(Work task):
Retype, word for word, each line between the lines holding "Expected output: one point per instance of the blue trekking" and "Given the photo below.", inclusive, and leave the rest of the data alone.

(Available data):
<<<<
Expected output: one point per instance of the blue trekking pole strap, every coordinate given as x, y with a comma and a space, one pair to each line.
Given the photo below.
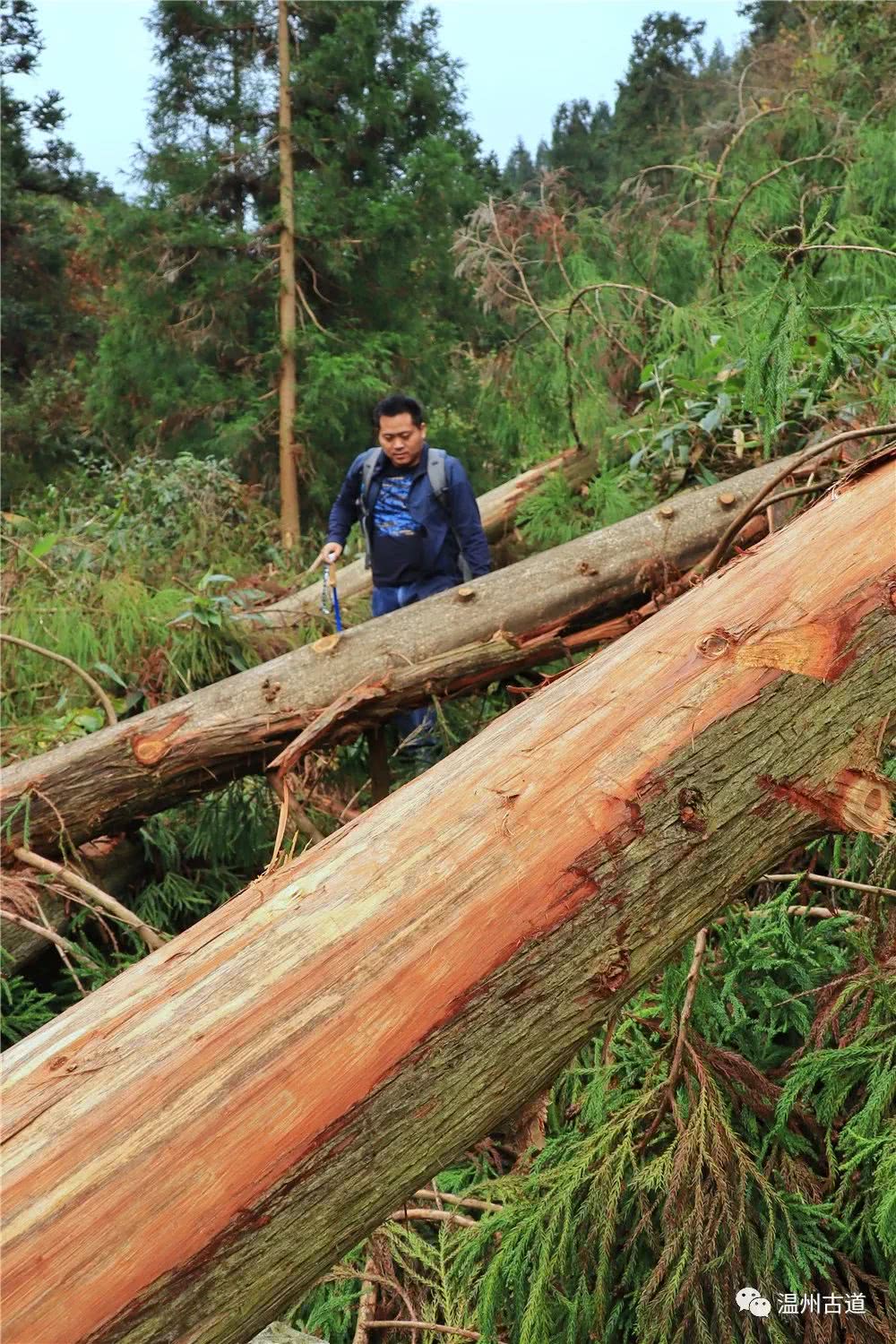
>>>>
<<<<
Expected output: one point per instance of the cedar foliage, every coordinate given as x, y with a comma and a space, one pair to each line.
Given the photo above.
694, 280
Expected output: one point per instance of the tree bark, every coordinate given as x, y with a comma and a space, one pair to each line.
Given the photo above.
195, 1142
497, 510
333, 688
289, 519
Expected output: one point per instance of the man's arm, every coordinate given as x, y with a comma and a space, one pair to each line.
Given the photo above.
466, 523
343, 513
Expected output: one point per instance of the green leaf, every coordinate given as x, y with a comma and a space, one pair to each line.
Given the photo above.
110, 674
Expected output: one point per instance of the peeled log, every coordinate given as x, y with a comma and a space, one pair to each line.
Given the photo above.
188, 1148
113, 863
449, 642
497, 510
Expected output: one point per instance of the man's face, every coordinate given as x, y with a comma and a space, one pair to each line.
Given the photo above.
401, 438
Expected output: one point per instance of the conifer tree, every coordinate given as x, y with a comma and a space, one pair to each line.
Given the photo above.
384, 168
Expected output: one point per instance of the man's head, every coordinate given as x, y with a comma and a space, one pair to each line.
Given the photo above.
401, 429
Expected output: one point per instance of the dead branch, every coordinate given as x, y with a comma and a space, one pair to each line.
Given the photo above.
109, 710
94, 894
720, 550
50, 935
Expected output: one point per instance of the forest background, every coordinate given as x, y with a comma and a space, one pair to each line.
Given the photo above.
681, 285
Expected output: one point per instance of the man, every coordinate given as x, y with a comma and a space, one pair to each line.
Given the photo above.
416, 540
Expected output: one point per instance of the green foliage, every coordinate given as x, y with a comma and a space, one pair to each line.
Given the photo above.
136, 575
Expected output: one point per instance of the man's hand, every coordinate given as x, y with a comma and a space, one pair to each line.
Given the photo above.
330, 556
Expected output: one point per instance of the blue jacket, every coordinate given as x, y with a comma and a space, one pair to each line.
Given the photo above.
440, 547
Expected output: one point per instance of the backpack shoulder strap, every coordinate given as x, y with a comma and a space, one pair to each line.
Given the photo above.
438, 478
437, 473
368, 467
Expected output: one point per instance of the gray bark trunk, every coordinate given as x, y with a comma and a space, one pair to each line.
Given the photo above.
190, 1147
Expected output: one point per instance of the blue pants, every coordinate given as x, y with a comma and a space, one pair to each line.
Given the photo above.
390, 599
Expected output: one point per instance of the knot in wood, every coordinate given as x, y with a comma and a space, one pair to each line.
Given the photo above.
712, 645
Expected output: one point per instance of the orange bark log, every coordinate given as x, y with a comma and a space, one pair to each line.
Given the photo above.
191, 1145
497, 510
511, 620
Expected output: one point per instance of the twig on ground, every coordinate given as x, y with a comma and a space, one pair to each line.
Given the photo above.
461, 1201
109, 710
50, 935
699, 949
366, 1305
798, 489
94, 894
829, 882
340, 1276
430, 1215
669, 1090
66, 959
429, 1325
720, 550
>>>>
<<<<
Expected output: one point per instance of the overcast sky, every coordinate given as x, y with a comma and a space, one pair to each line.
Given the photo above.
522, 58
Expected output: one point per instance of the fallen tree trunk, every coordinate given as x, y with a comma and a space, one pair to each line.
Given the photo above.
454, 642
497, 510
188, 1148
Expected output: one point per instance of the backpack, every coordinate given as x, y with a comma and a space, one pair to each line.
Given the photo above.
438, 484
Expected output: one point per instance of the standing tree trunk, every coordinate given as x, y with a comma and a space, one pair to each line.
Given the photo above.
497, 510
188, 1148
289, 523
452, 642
>>>>
(Answer area):
Expected output: one point per instance of the blue trekking pole strap, every coordinate given as x, y with a comma and a space, one pair to each line.
Given the photo below.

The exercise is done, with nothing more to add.